* Problemas a resolver:
1. Liste os assuntos que Cohen relatou na entrevista, segundo o primeiro parágrafo do texto sobre a fraude no INSS.
2. Estenda o texto sobre a fraude no INSS a partir da última frase apresentada.

* Texto selecionado:
○ ○ ○ ○ ○ ○ ○

A entrevista concedida pelo advogado Eli Cohen ao portal Metrópoles, no programa Boletim Metrópoles, trouxe à tona detalhes chocantes sobre uma fraude bilionária contra aposentados e pensionistas do Instituto Nacional do Seguro Social (INSS). Cohen, um dos principais responsáveis por desvendar o esquema, relatou como descobriu as irregularidades, o funcionamento da fraude, os caminhos do dinheiro desviado e os desafios para que as vítimas sejam ressarcidas. A seguir, reunimos todas as informações em um texto detalhado, organizado por intertítulos, com base na entrevista.
A investigação conduzida por Eli Cohen teve início em 2021, quando ele foi procurado por um gestor de uma associação ligada ao INSS. O gestor levantou suspeitas sobre o elevado número de adesões a essas entidades em um curto período de tempo, sem explicações claras. Inicialmente, Cohen não deu muita atenção ao caso, pois acreditava que o crescimento das associações poderia ser resultado de competência administrativa, especialmente por envolver grupos influentes, como o grupo THG.
No entanto, ao analisar os dados com mais cuidado, ele identificou, em menos de 20 minutos, que se tratava de uma “fraude endêmica”.
Cohen destacou que a fraude não era um caso isolado, mas uma prática generalizada entre sindicatos e associações. Ele sugeriu que a comprovação da irregularidade seria simples, bastando requisitar informações como o índice de sinistralidade ou as apólices de seguro das entidades, que muitas vezes não existiam ou não correspondiam ao número de adesões declaradas.
A origem da fraude: crédito consignado e associações
Segundo Cohen, a fraude contra aposentados e pensionistas do INSS teve origem em 2008, durante o segundo mandato do presidente Luiz Inácio Lula da Silva, com a expansão do crédito consignado. Contrariando a narrativa de que o golpe teria começado no governo Bolsonaro, ele afirmou que os modos operandi já existiam desde então. Inicialmente, o esquema envolvia a oferta de crédito consignado sem a solicitação dos aposentados, com descontos automáticos em seus contracheques.

○ ○ ○ ○ ○ ○ ○

* Dados brutos:

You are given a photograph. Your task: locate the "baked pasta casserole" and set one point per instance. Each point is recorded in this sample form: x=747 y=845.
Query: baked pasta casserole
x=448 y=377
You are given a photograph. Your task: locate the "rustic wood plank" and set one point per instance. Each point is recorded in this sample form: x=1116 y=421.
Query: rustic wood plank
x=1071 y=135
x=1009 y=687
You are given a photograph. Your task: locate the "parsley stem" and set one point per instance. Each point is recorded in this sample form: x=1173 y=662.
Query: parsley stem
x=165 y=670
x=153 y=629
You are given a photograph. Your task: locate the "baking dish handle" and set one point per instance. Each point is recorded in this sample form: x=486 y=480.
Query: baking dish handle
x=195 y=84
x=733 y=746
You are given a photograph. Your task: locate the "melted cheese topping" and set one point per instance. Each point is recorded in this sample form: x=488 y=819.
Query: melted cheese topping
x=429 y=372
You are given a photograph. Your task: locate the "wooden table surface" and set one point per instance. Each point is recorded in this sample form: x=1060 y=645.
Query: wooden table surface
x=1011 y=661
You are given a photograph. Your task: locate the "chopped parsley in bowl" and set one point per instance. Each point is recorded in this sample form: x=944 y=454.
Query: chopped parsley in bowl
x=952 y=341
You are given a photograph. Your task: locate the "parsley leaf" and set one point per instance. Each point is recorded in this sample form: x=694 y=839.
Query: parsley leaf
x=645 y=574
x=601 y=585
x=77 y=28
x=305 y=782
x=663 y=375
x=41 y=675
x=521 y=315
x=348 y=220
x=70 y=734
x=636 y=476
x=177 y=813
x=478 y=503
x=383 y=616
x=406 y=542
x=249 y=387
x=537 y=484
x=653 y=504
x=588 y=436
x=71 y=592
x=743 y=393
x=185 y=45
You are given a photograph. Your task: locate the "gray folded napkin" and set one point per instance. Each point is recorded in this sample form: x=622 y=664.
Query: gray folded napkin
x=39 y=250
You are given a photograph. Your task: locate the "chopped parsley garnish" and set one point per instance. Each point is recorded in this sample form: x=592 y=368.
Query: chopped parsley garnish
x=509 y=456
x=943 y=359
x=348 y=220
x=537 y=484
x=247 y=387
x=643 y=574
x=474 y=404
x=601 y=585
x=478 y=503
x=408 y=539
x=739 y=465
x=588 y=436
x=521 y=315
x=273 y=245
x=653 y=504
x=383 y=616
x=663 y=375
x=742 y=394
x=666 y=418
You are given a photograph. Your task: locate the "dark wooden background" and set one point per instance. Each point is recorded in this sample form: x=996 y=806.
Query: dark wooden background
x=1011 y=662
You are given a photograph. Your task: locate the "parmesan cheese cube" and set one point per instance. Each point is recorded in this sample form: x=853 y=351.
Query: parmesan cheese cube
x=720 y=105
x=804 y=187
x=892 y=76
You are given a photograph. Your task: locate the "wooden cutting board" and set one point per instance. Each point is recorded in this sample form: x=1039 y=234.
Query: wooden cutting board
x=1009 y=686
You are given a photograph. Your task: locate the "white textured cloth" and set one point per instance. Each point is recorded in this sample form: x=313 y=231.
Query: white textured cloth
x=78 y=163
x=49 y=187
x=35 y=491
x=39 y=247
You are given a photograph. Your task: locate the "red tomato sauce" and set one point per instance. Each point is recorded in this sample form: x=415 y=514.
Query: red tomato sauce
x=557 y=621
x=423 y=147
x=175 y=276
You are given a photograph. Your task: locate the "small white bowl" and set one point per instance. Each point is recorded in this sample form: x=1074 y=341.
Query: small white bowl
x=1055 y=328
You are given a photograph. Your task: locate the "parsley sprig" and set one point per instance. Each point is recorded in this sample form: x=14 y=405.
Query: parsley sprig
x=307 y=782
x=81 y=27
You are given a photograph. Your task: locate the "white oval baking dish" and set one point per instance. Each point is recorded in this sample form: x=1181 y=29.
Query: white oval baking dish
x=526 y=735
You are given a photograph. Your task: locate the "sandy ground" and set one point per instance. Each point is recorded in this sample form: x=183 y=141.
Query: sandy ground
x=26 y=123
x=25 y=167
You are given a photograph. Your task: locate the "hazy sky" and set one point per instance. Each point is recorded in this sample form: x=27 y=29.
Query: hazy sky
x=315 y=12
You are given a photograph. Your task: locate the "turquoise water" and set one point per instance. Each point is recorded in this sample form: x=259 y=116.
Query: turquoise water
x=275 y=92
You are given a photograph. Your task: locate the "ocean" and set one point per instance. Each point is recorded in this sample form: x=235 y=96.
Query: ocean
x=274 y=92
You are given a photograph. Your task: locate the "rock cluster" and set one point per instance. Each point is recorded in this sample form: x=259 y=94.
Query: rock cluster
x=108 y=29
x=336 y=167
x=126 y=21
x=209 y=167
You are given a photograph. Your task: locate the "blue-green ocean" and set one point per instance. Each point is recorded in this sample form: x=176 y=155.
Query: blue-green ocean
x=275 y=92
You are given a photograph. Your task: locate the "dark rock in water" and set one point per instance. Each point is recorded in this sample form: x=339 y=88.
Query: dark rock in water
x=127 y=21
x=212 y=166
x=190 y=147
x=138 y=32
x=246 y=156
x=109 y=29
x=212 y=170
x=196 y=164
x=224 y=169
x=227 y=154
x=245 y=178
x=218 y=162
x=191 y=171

○ ○ ○ ○ ○ ○ ○

* Resultados das tarefas:
1.
- Como descobriu as irregularidades
- O funcionamento da fraude
- Os caminhos do dinheiro desviado
- Os desafios para que as vítimas sejam ressarcidas

2.
Com o tempo, a fraude evoluiu para um modelo mais sofisticado, envolvendo associações e sindicatos que ofereciam supostos pacotes de benefícios, como seguros, que na prática não eram utilizados pelos aposentados. Como as vítimas não tinham conhecimento desses serviços, os descontos mensais geravam lucros expressivos para os fraudadores, sem qualquer prestação de serviço real.
Cohen destacou o papel crucial do portal Metrópoles na publicização do escândalo, que ficou conhecido como a “farra do INSS”. Antes da cobertura jornalística, ele tentou alertar diversas autoridades, incluindo a Polícia Federal, a Controladoria-Geral da União (CGU), o Tribunal de Contas da União (TCU), o Congresso Nacional e a Polícia Civil, mas suas denúncias não geraram ações imediatas. Foi somente após a série de reportagens do Metrópoles que as autoridades começaram a investigar o caso com seriedade.
O advogado enfatizou que a pressão midiática foi essencial para evitar que o esquema se tornasse ainda mais poderoso. Ele revelou que os fraudadores planejavam criar uma federação nacional, agrupando 12 a 13 associações, com uma sede em Brasília, para consolidar seu controle e até indicar representantes dentro do próprio INSS. A divulgação do caso pelo Metrópoles interrompeu esses planos, forçando as autoridades a agir.
O funcionamento do esquema: dois núcleos criminosos
Eli Cohen detalhou que a fraude operava por meio de dois núcleos principais, que funcionavam de forma interdependente:
Núcleo 1: O “Careca do INSS” e a corrupção em Brasília
O primeiro núcleo, baseado em Brasília, era liderado por Antônio Carlos, conhecido como “Careca do INSS”. Ele atuava como lobista, fazendo a ponte entre a corrupção interna no INSS e empresas de fachada, muitas vezes operadoras de telemarketing. Essas empresas, segundo Cohen, existiam apenas para simular legitimidade, mas não tinham atividades reais compatíveis com os lucros declarados. O núcleo era responsável por obter dados sigilosos de aposentados e pensionistas, que eram usados para realizar os descontos indevidos.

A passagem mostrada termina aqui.